_PROBLEM TO SOLVE_: Pull out every line of the data below that contains the string "dark", and copy each one. Case counts.

_AVAILABLE DATA_:
++++++++++

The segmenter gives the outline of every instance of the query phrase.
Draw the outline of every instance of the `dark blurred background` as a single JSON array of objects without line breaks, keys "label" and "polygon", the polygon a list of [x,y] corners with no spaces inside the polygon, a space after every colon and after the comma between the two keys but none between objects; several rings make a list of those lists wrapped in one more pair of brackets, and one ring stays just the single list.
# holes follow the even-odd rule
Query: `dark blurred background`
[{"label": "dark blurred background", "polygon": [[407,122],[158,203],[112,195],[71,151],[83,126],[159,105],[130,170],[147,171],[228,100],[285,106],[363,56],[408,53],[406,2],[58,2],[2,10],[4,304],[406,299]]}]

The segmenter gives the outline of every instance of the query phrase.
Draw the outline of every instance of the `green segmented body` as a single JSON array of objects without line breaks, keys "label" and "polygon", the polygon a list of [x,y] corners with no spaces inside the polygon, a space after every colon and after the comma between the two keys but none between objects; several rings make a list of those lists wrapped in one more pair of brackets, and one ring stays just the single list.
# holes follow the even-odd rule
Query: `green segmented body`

++++++++++

_EXERCISE SOLUTION_:
Draw the outline of every instance of the `dark blurred background` as a single JSON array of objects without line breaks, keys "label" and "polygon", the polygon a list of [x,y] corners with no spaces inside the polygon, a space after every colon and after the comma between the two keys but none between objects; several rings make a list of those lists wrapped in one more pair of brackets, and one ring stays just the single list.
Query: `dark blurred background`
[{"label": "dark blurred background", "polygon": [[407,122],[158,203],[112,195],[71,151],[83,126],[159,105],[130,170],[147,171],[228,100],[285,106],[363,56],[408,53],[406,2],[58,2],[2,10],[4,304],[406,299]]}]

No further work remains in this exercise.